|
Texto Anterior | Próximo Texto | Índice
INTEGRAÇÃO
Países envolvidos na negociação desmentem teoria publicada pelo "FT"
Jornal vê conspiração UE-Mercosul
CLÓVIS ROSSI
COLUNISTA DA FOLHA, EM BRUXELAS
A manchete principal do jornal
britânico "Financial Times" rompeu ontem a mansa rotina do
acordo entre a União Européia e o
Mercosul, para constituir uma
área de livre comércio que seria a
maior do mundo.
"Bruxelas conspira para ganhar
rodada comercial", gritava o título da capa desse jornal que é a Bíblia para a comunidade de negócios e, em menor medida, também para o mundo diplomático.
Para emprestar ainda mais força
ao título, o texto levava a assinatura de Guy de Jonquières, especialista em comércio e ele próprio
uma instituição dentro da instituição que é o "Financial Times".
Logo que o jornal chegou às
missões diplomáticas em Bruxelas, telefonemas agitados foram
trocados entre os embaixadores
do Mercosul. A idéia de um complô era delicada, na medida em
que insinuava que os países do Sul
fechariam um acordo com a
União Européia, que envolveria
algumas concessões agrícolas,
mas, em contrapartida, os levaria
a abandonar o G20, o grupo de
países em desenvolvimento liderado pelo Brasil que trata de arrancar concessões agrícolas em
outro âmbito (o da Organização
Mundial do Comércio).

Tarefa proposta> Copie, sem nenhuma alteração, a passagem da reportagem acima sobre a suposta conspiração entre UE e Mercosul que vai de "Jornal vê conspiração" até "maior do mundo.".

Dados fornecidos>
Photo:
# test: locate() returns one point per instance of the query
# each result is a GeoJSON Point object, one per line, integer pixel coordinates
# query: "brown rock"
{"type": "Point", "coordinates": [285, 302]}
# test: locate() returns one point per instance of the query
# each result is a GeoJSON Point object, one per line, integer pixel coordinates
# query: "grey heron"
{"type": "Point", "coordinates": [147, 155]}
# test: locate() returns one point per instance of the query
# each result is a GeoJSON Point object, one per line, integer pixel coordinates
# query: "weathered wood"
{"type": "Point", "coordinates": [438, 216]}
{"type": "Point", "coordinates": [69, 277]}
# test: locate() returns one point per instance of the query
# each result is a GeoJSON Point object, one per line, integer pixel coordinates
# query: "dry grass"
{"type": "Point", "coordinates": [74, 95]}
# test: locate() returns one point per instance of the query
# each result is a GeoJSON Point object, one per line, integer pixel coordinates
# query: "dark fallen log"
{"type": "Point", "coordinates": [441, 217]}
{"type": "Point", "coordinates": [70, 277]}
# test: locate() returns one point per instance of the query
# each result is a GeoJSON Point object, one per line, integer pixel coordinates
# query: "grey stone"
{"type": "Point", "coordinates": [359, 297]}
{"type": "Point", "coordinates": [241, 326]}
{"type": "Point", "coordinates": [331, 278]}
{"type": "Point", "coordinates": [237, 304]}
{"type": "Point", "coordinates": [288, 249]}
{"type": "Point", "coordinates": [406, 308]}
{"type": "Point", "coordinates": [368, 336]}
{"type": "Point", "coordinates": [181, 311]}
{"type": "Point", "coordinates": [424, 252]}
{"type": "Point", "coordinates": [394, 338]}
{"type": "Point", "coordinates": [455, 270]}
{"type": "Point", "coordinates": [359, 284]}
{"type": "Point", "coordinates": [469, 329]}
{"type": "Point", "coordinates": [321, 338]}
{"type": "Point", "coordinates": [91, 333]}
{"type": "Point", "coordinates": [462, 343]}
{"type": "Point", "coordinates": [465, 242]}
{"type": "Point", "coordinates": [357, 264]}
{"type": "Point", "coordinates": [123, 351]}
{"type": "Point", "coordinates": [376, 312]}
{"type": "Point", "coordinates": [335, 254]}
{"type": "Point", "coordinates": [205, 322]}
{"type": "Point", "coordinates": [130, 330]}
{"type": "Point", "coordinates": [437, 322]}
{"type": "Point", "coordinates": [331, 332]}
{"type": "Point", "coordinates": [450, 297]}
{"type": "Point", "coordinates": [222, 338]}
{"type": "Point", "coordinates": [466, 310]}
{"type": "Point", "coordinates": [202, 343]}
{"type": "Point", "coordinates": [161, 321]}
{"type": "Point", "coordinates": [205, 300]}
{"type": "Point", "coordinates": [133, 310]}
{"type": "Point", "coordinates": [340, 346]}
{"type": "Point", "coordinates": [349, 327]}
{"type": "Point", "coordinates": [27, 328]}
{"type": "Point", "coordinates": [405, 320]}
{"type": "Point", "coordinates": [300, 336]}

Resposta completa>
Jornal vê conspiração UE-Mercosul
CLÓVIS ROSSI
COLUNISTA DA FOLHA, EM BRUXELAS
A manchete principal do jornal
britânico "Financial Times" rompeu ontem a mansa rotina do
acordo entre a União Européia e o
Mercosul, para constituir uma
área de livre comércio que seria a
maior do mundo.